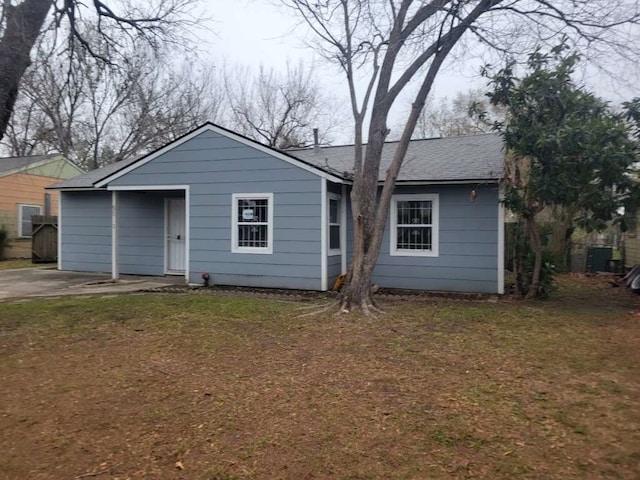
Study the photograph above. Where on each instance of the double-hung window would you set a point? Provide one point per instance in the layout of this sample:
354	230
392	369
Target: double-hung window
252	223
333	217
414	225
25	228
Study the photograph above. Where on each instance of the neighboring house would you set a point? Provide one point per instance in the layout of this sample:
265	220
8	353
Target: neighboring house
216	202
22	194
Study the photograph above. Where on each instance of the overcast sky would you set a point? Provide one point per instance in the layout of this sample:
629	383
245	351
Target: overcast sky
254	32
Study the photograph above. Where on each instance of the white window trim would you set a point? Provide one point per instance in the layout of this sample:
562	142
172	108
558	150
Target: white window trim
268	250
435	225
332	252
20	205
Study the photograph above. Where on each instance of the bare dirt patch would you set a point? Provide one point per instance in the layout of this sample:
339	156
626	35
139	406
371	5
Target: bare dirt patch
187	386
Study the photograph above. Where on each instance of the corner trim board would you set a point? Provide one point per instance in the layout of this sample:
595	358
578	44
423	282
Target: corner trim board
323	235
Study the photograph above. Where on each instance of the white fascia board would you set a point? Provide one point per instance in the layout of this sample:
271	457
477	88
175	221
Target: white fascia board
444	182
225	133
76	189
138	188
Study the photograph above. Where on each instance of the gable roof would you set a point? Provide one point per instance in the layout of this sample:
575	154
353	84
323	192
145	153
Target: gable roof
9	165
449	159
101	177
90	178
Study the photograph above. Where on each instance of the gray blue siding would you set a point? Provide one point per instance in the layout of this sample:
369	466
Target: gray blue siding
468	245
85	227
215	167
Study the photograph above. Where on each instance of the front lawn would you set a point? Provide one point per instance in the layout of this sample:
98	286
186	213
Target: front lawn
193	386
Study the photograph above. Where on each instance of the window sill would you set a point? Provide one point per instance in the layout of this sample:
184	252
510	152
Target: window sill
253	251
413	253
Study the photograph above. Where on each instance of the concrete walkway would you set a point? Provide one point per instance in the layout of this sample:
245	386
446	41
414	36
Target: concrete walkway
48	282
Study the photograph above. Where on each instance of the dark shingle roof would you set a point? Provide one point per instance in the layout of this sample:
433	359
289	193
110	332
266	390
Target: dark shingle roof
8	164
471	157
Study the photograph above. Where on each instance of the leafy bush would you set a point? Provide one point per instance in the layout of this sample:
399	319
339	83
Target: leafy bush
522	259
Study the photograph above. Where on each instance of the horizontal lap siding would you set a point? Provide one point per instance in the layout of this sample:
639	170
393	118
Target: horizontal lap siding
468	245
215	167
85	225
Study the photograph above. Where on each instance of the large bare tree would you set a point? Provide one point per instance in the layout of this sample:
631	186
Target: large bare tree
278	109
391	44
444	117
116	22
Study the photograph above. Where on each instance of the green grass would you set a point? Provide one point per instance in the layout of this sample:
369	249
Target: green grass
238	387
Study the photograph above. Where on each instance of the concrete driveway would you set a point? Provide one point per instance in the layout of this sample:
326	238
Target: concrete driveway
48	282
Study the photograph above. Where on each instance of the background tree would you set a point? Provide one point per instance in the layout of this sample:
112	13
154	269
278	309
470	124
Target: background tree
96	113
279	110
387	44
116	23
444	117
567	151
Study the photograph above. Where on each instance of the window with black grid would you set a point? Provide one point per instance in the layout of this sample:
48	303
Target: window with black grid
334	224
414	225
252	222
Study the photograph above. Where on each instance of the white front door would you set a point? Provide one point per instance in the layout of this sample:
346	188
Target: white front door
176	235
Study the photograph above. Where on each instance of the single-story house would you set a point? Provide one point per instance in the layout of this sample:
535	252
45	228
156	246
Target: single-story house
216	202
22	194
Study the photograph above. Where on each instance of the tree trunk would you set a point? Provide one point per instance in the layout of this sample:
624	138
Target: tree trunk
536	243
23	25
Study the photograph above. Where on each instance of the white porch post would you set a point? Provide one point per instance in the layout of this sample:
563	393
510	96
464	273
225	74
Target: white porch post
501	240
115	274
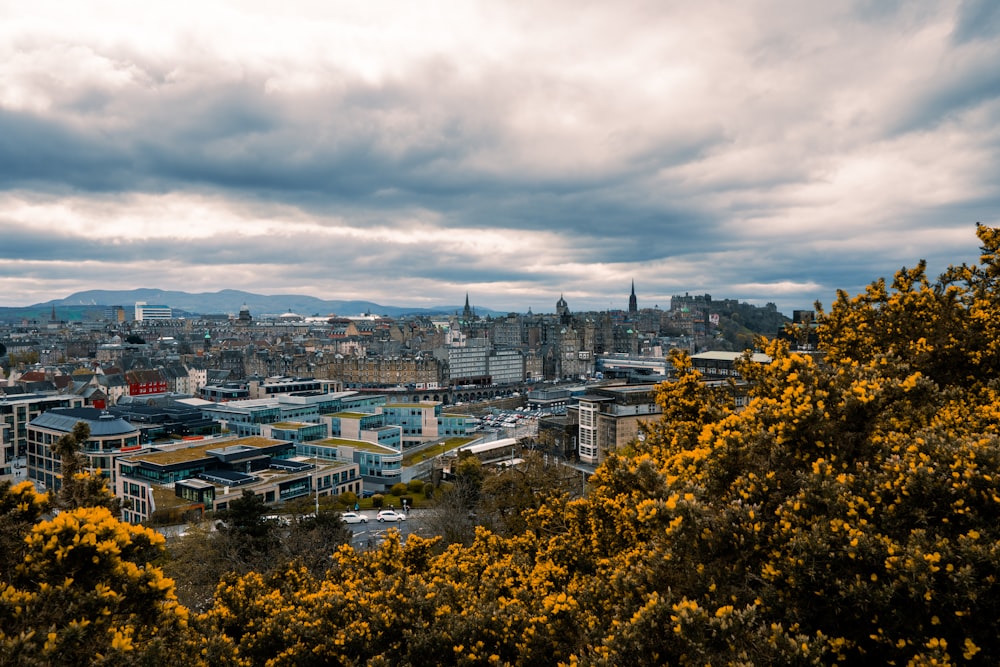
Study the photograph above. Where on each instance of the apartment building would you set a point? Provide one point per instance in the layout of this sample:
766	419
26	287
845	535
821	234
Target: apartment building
17	411
210	475
110	437
608	418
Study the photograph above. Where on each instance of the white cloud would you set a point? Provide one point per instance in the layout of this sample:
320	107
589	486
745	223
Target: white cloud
514	150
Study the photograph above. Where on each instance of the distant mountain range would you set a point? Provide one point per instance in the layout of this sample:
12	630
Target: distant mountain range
91	305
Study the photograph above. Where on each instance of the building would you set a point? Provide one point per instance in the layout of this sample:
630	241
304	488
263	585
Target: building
245	418
608	418
17	411
295	431
145	312
469	364
287	385
379	466
210	475
145	382
418	421
110	437
722	365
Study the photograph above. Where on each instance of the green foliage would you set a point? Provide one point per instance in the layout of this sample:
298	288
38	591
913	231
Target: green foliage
85	591
80	487
849	513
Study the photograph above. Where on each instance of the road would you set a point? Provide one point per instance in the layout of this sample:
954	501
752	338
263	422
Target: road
370	535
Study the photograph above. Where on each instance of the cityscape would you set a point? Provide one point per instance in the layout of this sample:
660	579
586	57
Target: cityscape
365	392
499	334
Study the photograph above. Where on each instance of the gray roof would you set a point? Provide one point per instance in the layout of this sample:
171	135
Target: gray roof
101	424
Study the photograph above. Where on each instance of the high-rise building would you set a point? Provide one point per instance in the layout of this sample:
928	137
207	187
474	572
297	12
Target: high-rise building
145	311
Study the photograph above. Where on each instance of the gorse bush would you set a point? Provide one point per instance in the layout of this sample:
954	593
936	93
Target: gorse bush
849	513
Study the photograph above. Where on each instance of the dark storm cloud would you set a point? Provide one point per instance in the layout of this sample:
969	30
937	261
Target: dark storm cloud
772	147
977	20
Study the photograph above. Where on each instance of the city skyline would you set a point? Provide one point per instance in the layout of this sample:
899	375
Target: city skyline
412	154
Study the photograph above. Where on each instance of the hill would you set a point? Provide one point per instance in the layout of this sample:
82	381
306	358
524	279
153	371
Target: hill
90	304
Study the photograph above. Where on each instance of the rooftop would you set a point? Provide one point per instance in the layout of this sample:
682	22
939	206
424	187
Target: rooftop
203	451
363	445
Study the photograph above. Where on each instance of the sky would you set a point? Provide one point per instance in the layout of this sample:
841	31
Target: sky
410	153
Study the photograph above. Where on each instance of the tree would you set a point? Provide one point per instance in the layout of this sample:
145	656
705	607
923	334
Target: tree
80	487
85	591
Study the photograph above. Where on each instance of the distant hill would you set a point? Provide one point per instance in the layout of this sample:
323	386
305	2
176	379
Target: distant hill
90	305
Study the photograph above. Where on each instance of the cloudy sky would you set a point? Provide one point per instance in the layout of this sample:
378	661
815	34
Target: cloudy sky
409	153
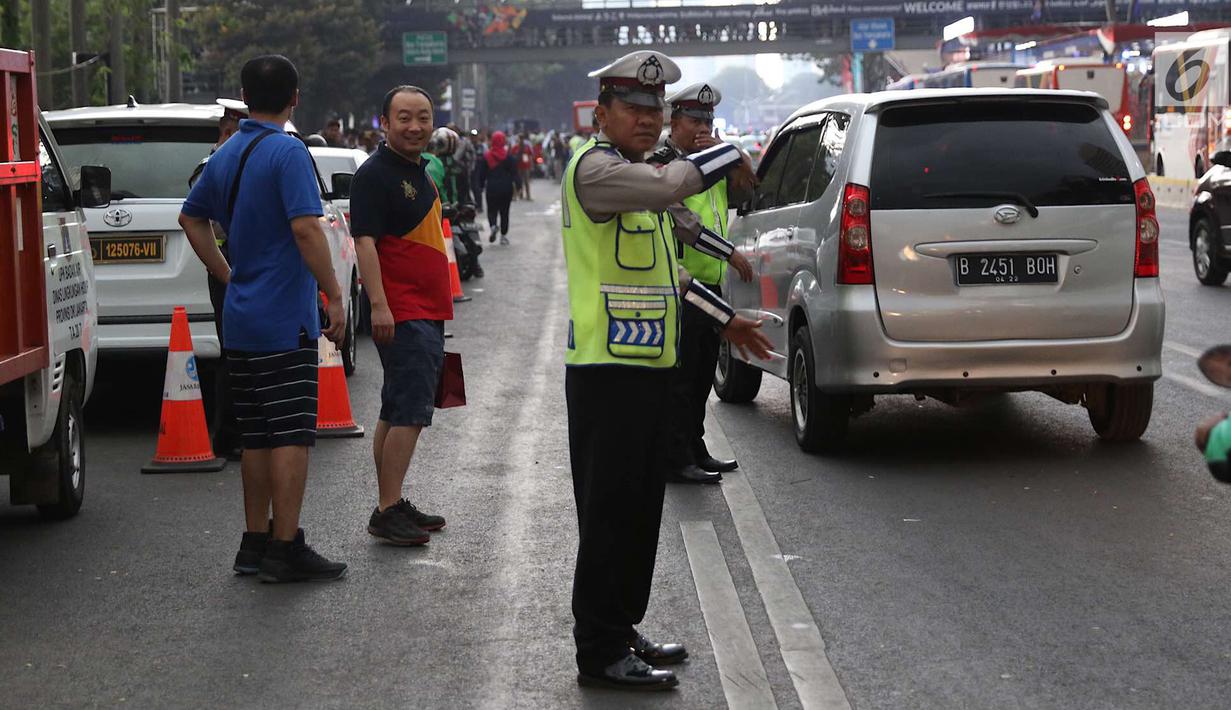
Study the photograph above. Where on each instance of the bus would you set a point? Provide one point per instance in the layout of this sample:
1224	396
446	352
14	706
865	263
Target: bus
974	75
1190	122
1085	74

________________________________________

## WHAT YOU HAVE TO DO:
Rewrite every one of the entries above with "photograph" changed to "image" wherever it occurs, leaving everything else untouched. Leave the pictures out of your answer.

## OUTPUT FOR THIS TASK:
Study the image above. Where on each instance of the double-hung window would you set a point? Provide one point per instance in the layout of this sample:
354	230
392	369
Target: double-hung window
252	223
333	217
414	225
25	228
Study the image above. Where on each instance of the neighboring house would you set a point? Provide one point per instance in the layout of this sample:
265	220
8	353
Target: neighboring house
216	202
22	194
Study the image above. Where on each instance of the overcast sky would you set a point? Provide one point per instance in the layout of this sample:
629	383
245	351
Target: overcast sky
254	32
Study the image above. Where on each instance of the white window trim would you set a point? Provide one point per instance in the layout of this sample:
562	142
172	108
558	150
Target: white window trim
268	250
435	225
332	252
20	205
Study the image above. Where on each instance of the bare dirt patch would you set a point? Provide one point per instance in the layout of this sample:
339	156
626	35
139	406
371	5
Target: bare dirt patch
187	386
Study the image above. Where on each instance of the corner trim board would you set a point? Provide one point per instance in the layout of this sample:
595	358
578	44
423	282
Target: corner trim board
323	235
Study the image above. Where on each instance of the white fascia board would you set a point? Provide one point per instance in the layout of this sample:
271	457
477	88
175	221
Target: white fascia board
444	182
225	133
76	189
138	188
Study the image above. Where on each instance of the gable roof would you set a point? Provide one point per instance in the layout of this sample:
575	154
353	84
323	192
145	153
Target: gable roof
9	165
449	159
101	177
90	178
Study the image above. Where on each instance of the gray blue siding would you set a point? Provide one point per instance in the layout of this sample:
369	466
Target: gray blue siding
468	245
85	227
215	167
Study the image above. Where on each instance of the front lawn would you set a point? Provide one point per instance in the layout of this sample:
98	286
186	213
Target: front lawn
193	386
Study the image above. Where on each instance of the window sill would you set a point? Provide one point per instance in the layout of this sample:
184	252
510	152
Target: window sill
253	251
413	253
Study the image above. Where on each instance of the concrete walkway would you set a point? Provide one point per instance in the layout of this sample:
245	386
446	41
414	36
Target: concrete walkway
48	282
Study the image above. Where on each instance of the dark shingle roof would you set a point? Provide one point per instance in the layout of this sample:
433	359
289	193
110	332
266	390
Target: dark shingle roof
8	164
471	157
Study the image above. Where on each instance of the leafy bush would you set a point? Provide one point per instance in the layout of this sample:
399	319
339	83
Target: leafy bush
522	259
Study the image above. Where on each instance of the horizontal lap siding would you set a point? Provide one point per instance in the layout of this sample:
639	170
393	118
Target: horizontal lap siding
468	245
215	167
85	225
Study the image above. Where on each instance of the large bare tree would you set a point? Provide one point per instance in the layout of this sample:
631	186
Target: large bare tree
278	109
391	44
444	117
116	22
Study the image above. Where on each instance of the green grass would you set a point? Provide one point per instance in the layout of this sample:
369	249
Target: green grass
238	387
Study the image above. Where on each instance of the concrete driveway would you set a point? Provide one point per instance in the layout of this sample:
326	238
Target: concrete driveway
48	282
Study the image above. Where on each instance of the background tree would you set a point? Provide one point per instance in the layout of this sample:
112	13
154	269
278	309
470	124
Target: background tree
96	113
279	110
387	44
116	23
444	117
567	151
Study the image above. Where on each instance of the window with black grid would you set a point? Provide one point per instance in the layout of this sample:
48	303
Target: window with black grid
334	224
414	225
252	222
Study the image above. Where on each instance of the white front door would you set a point? Provide one point per instance in the layout of this sample:
346	188
Target: white front door
176	235
Study the image above. Where on each instance of the single-story house would you set a point? Provide one point per instance in the layout of this sample:
535	252
45	228
156	246
Target: single-story house
216	202
22	194
Study the image above. Where on each instance of the tree trunk would you set a point? Provide one point per instance in the layout of this sample:
624	138
Target: tree trunk
536	243
23	25
Study the image above. Where on each instance of the white porch post would you set a point? Provide one point per instance in the layout of this sample:
563	393
510	96
464	273
225	74
Target: white porch post
501	240
115	274
Study the image above. Where on each instance of the apartment building would you set a point? Provide one point per instance in the layout of this sample:
766	419
26	287
845	535
821	234
Target: apartment building
17	411
210	475
110	437
608	418
Study the image above. Where on each instance of the white cloud would you set a point? Provide one point per instance in the layout of this sample:
320	107
589	486
745	223
Target: white cloud
514	150
Study the image above. Where on each instance of the distant mountain range would you set a point? Provide one point per instance in the layout of this sample:
12	630
Target: distant mountain range
91	305
Study the image above. Where on each instance of the building would you set a point? Provide one point per instance in the layout of this sample:
630	241
304	488
263	585
Target: building
245	418
608	418
17	411
295	431
145	312
469	364
287	385
379	466
210	475
145	382
418	421
110	437
722	365
Study the image above. Where on each instance of the green foliage would you set a point? Provide one point per instance in the layout of this sample:
298	288
38	591
913	231
Target: green foliage
85	591
80	487
849	513
Study the image above. Where on each instance of the road would you set a point? Provide one point per instance in the layout of this sample:
954	501
752	338
263	422
Target: road
370	535
Study the image above. Where on each instance of the cityscape would you set a point? Provide one point per instance in the layout of this sample:
660	579
586	57
Target: cityscape
365	392
499	334
Study the image above. Where on each instance of the gray roof would you set a point? Provide one point per instance in the layout of this sample:
171	135
Target: gray roof
101	424
Study the image above. Where on each instance of the high-rise building would you set a point? Provide one point per instance in the layout of this sample:
928	137
207	187
474	572
297	12
Target: high-rise building
145	311
Study the image above. Where on each instance of the gorse bush would you set a point? Provide one point per instance in the layout of this sample:
954	593
936	93
Target: gorse bush
849	513
Study the image above. Where on each instance of the dark storm cloud would you set a point? Provide one point per instance in the layout of this sample:
969	30
937	261
Target: dark storm cloud
772	147
977	20
Study the image above. Where on each instance of the city skyline would you set a point? Provide one point per instance in the layout of this sample:
899	375
Target: city skyline
412	154
Study the image above. Where on each instance of the hill would you set a point? Provide one point per instance in the layout of this sample:
82	381
306	358
524	279
153	371
Target: hill
90	304
Study the image above. Where on each instance of the rooftop would you set a point? Provide one point per instance in the layout of this sample:
682	22
939	206
424	187
Target: rooftop
203	451
363	445
Study the image above. Where on each instance of the sky would you set a point? Provide one point per instance in the layout of this sample:
841	31
Target: sky
410	153
Study the image above. Where on each instance of the tree would you set a point? Provide one point per instance in the layout of this sample:
145	656
705	607
923	334
Target: tree
80	487
85	591
Study the image above. Where on each instance of the distant hill would you set a point? Provide one point per instance in the layout of this sample:
323	386
305	2
176	379
Target: distant hill
90	305
Study the image above. Where on each instance of the cloudy sky would you set a point? Provide one point per instance in the layout of this sample:
378	661
815	34
Target: cloudy sky
409	153
Study the image above. Where on each instance of the bus would you set a point? Provide one point per instance in the layout of this sample:
1224	396
446	352
14	706
865	263
Target: bus
974	75
1190	122
1085	74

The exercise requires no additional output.